(Excerpts from a dataset)
# # # # #

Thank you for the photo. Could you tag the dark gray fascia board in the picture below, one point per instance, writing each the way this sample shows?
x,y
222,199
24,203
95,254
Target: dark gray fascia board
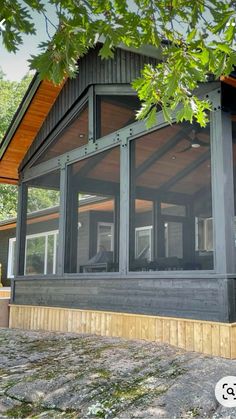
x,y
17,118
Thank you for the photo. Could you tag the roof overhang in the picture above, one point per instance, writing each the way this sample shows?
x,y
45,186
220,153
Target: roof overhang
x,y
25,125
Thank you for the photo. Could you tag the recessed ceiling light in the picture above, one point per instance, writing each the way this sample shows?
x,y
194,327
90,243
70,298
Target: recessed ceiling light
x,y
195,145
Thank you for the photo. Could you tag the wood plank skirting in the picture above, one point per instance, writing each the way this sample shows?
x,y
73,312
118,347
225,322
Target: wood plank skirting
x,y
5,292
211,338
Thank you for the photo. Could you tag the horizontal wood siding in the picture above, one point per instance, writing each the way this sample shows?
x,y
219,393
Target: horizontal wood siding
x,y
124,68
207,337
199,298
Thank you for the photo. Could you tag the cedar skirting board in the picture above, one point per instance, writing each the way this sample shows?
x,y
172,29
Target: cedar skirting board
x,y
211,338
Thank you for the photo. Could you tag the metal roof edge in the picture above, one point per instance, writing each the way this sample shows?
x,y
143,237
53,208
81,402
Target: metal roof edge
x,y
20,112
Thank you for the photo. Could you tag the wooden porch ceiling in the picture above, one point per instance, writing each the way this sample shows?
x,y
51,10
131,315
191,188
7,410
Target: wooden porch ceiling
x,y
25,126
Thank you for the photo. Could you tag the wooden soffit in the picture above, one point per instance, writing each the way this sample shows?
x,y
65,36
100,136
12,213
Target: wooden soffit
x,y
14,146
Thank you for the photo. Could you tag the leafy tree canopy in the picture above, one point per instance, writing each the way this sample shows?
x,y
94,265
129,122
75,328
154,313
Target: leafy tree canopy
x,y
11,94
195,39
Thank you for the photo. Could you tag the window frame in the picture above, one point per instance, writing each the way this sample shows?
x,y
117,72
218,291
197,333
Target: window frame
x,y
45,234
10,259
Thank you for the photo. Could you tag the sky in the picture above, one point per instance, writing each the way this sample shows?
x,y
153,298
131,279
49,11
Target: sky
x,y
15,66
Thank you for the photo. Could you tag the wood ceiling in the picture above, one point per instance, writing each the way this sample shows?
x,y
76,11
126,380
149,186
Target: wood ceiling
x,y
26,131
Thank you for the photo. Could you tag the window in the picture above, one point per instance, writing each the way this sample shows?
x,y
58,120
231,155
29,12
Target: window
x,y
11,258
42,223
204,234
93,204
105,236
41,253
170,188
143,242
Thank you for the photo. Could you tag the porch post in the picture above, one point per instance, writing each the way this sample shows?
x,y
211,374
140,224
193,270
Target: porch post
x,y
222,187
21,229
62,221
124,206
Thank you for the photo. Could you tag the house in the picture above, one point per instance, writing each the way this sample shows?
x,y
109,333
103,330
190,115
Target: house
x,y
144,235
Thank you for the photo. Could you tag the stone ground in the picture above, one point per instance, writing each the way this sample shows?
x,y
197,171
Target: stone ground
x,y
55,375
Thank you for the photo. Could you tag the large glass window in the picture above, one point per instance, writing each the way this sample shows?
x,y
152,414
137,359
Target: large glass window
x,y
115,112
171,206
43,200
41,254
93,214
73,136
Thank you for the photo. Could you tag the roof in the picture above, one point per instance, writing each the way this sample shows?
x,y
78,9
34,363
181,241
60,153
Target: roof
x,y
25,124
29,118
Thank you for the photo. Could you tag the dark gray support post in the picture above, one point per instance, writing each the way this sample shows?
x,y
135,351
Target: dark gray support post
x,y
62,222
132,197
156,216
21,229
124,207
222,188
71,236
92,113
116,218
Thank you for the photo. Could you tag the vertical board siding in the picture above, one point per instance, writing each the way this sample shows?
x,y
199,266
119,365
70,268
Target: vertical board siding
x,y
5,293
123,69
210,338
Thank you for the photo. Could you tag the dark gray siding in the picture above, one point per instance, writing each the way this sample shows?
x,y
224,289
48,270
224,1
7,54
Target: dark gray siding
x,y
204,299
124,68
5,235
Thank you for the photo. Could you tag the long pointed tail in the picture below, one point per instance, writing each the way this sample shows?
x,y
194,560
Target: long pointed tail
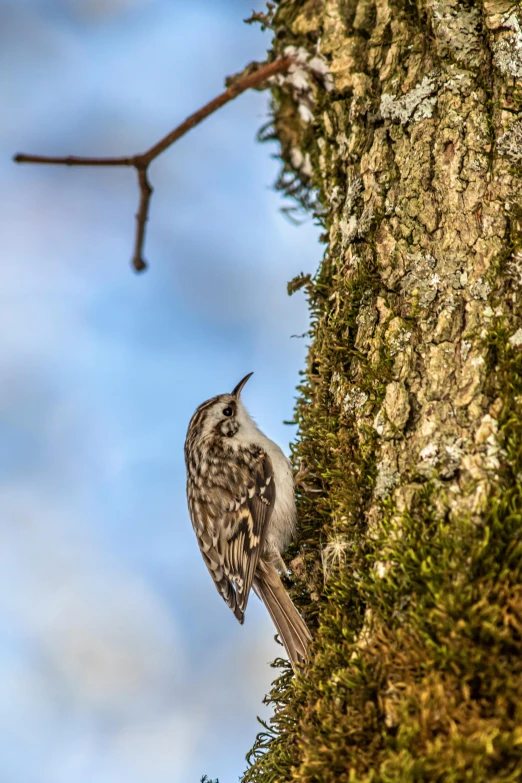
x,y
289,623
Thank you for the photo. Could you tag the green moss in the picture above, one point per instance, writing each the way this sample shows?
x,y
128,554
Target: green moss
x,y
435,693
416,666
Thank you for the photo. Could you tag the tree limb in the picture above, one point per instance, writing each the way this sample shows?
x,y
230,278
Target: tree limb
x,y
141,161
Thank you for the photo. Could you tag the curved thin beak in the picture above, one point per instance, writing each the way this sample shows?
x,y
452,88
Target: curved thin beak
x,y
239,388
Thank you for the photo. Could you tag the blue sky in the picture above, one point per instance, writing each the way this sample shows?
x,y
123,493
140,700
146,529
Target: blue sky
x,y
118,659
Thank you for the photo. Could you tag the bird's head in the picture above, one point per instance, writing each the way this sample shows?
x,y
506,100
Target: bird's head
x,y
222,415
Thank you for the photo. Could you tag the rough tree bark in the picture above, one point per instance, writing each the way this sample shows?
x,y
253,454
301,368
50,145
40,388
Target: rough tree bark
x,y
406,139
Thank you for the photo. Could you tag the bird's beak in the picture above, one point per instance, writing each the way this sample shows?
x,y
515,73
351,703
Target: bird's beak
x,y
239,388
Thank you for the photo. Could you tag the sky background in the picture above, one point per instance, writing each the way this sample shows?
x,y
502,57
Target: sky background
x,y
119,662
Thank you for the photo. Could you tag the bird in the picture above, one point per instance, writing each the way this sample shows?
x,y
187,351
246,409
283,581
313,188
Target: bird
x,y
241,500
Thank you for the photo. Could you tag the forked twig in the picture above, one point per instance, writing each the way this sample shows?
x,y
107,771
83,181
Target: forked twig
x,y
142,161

# # # # #

If a line in the records includes "below", it counts toward the total; report that total by itself.

2